Listed entries Start Marker

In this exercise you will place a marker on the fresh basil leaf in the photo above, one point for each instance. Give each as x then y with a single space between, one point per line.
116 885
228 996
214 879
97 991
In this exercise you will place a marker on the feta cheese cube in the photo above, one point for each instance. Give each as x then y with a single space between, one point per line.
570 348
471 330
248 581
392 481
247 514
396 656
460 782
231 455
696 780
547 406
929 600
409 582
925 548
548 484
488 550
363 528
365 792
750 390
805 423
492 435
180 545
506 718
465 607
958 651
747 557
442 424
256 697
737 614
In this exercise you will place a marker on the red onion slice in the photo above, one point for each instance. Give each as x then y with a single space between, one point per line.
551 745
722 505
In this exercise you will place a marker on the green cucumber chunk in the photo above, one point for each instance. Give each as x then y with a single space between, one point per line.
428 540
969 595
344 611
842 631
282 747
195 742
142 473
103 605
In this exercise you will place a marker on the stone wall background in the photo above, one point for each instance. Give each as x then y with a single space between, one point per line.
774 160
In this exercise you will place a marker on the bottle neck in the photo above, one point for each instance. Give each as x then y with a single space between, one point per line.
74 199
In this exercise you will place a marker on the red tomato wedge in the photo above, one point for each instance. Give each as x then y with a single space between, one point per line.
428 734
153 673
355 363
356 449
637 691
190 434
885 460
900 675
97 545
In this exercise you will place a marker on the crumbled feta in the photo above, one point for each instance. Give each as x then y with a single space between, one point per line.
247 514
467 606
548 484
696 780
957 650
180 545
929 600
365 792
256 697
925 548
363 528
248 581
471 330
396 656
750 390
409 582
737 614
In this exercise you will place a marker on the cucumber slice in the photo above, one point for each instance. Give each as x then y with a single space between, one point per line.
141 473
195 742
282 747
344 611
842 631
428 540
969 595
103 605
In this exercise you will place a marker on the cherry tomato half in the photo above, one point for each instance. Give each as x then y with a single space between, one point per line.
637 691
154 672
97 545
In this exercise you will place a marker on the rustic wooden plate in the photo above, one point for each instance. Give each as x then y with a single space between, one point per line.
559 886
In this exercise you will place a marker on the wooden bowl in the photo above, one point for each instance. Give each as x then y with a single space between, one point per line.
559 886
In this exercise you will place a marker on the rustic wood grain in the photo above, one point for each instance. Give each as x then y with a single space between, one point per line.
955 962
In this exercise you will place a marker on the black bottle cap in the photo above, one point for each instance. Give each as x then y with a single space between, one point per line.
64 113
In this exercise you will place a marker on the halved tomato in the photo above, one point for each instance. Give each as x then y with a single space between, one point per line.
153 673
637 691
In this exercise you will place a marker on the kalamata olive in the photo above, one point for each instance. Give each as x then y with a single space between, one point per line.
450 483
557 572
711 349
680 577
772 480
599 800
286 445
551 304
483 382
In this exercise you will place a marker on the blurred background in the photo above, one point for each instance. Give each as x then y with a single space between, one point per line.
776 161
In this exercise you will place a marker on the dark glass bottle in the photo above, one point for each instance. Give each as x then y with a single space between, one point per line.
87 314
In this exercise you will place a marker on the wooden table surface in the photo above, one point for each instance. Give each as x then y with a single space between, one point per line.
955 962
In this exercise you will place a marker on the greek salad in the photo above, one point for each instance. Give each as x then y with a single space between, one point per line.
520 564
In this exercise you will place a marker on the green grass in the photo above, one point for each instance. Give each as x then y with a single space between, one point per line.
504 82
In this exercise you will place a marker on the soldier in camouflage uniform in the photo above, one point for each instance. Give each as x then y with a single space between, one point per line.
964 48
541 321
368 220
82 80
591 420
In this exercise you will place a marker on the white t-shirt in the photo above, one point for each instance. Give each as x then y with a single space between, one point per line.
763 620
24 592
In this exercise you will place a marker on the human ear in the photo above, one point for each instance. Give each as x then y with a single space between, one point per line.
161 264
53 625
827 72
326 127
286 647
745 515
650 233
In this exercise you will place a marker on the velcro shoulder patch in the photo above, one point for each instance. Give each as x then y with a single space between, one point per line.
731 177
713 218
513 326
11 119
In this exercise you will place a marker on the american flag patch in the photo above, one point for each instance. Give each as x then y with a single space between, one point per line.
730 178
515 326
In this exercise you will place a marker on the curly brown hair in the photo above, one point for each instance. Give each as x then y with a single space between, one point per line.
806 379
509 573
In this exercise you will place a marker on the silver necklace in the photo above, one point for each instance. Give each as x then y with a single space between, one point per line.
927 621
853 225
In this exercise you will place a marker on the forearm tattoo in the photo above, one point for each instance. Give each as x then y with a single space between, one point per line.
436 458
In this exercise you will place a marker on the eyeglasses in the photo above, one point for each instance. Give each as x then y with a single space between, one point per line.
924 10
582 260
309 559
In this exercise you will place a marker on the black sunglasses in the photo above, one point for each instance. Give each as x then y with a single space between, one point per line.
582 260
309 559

Listed entries End Marker

## Brief:
Every line of the material above must be set down again exactly.

## Task response:
In this exercise you will place a marker on the fresh basil leaf in the photo above, one point for each instance. Give each as x then y with a single space between, one point per line.
116 885
228 996
214 879
97 991
In this exercise you will place a marker on the feta cheese cube in the photo above, one point for each instance. Give each as x then y with a single space between, one point per line.
570 348
471 330
248 581
392 481
247 514
396 656
460 782
231 455
696 780
547 406
929 600
409 582
925 548
548 484
488 550
363 528
365 792
750 390
805 423
492 435
180 545
506 718
465 607
958 651
747 557
442 424
256 697
737 614
In this exercise you will place a marker on the red onion slice in the photo above, one point for each instance. Give each as x then y with a single space between, one point per line.
551 745
722 505
In this exercise you will place a marker on the green cucumber chunk in the photo above, one point for each instance. Give each as x then y with a single space between, one point per line.
428 540
969 595
344 611
842 631
282 747
195 742
142 473
103 605
In this exercise you will place a marker on the stone wall background in the photo above, one point for each instance. Give each as x then y with a single space between, one point per line.
774 160
In this exercise you will place a marker on the bottle neck in the photo above, one point for each instance. Give each as x then y with a single space between, one point per line.
74 199
In this exercise you will place a marker on the red tomato wedge in the photo above, one point for each instance. Give each as x then y with a single space between, one point per line.
428 734
153 673
355 363
356 449
637 691
190 434
885 460
900 675
97 545
In this exercise you will place a marker on the crumbled feta in the photo above, one point for each instance. Give each as x then y with a single space between, one point per line.
247 514
467 606
548 484
696 780
957 650
180 545
929 600
365 792
256 697
925 548
363 528
248 581
471 330
396 656
750 390
409 582
737 614
In this exercise you will place a marker on the cucumber slice in the photo above, one point for each instance. Give each as x then y with a single space between, one point per line.
141 473
195 742
282 747
344 611
842 631
428 540
969 595
103 605
In this exercise you will place a marker on the cherry tomato half in the photo above, one point for each instance. Give each as x then y with a single space between, one point per line.
637 691
154 672
97 545
In this exercise you will place a marker on the rustic wooden plate in the photo above, one point for each instance. Give each as x then y with a single space between, one point per line.
559 886
In this exercise you will place a marker on the wooden bowl in the photo above, one point for each instance. Give each as x then y with a single space between, one point per line.
559 886
In this exercise you will place a marker on the rustic wood grain in the photo above, one point for each instance. Give each as x then y with a single space between, one point per line.
955 962
In this exercise you will place a marker on the black bottle cap in the photo above, one point for each instance. Give each as x then y with a single space between, one point per line.
64 113
In this exercise you will place a marker on the halved tomato in the photo above, one point for each instance. Give each as x then y with a single space between, one point per line.
153 673
637 691
In this exercise you will place a marker on the kalamata olive in the photo above, one point for each instance. Give each as x then y with a single space between, one point per line.
450 483
557 572
711 349
680 577
772 480
599 800
286 445
551 304
483 382
In this exercise you will place a marker on the blurred background in the photo above, one point for each instance. Give each as x then y with a single space between, one point per line.
776 161
In this exercise you will place a marker on the dark glass bottle in the photo above, one point for each instance. Give each as x then y with a single space between, one point per line.
87 314
In this exercise you will place a marker on the wooden table surface in the photo above, one point for each instance. Give each as x then y with a single space between, one point per line.
955 962
In this exercise you will place a marker on the greek salad in the photo above, one point for each instance. Give each as x then y with a single space between, one point per line.
520 564
In this exercise you will place a marker on the green grass in the photo above, one point for each instance. Give each as x then y with a single space between, one point per line.
504 82
In this exercise you will place a marker on the soldier in camouflage uniform in the photo above, one point for each instance. Give each as x then y with a single space between, one point per line.
964 48
541 321
368 220
82 80
591 420
In this exercise you will place a marker on the white t-shirt in the photo above, one point for each instance. Give each as x then y with a single space between, one point per line.
763 620
24 592
In this exercise you will place a marker on the human ear in the photo above, one point for each instance. Give each as x then y with a single space between, one point per line.
161 264
53 625
827 72
326 127
286 647
745 515
650 233
In this exercise you will place a marker on the velcro shoulder patch in the photo above, one point for each instance. Give each as x then y with a single space between, one point per line.
731 177
713 218
513 326
11 119
In this exercise you will place a marker on the american flag patch in the photo above, one point for each instance. Give each as x then y with a single space between, one point per line.
730 178
515 326
In this exercise you will place a marker on the curly brown hair in the photo above, one point for each instance. Give each as x then y with a single space between, one point per line.
806 379
509 573
In this exercise you will place a marker on the silver necklace in the photo above, one point for each instance. Give each as x then y with a single space between, one point per line.
927 621
853 225
In this exercise you will place a marker on the forearm tattoo in the photo above, one point for each instance. Give each as x then y with a single space between, one point per line.
436 458
In this exercise you will place a marker on the eyeglasses in the photo above, one point for each instance. Give each as x then y with a single space between, one point per line.
924 10
582 260
309 559
In this exercise you will place a marker on the black sunglasses in the photo above, one point for each instance. Give each as x then y with a single space between, one point per line.
582 260
309 559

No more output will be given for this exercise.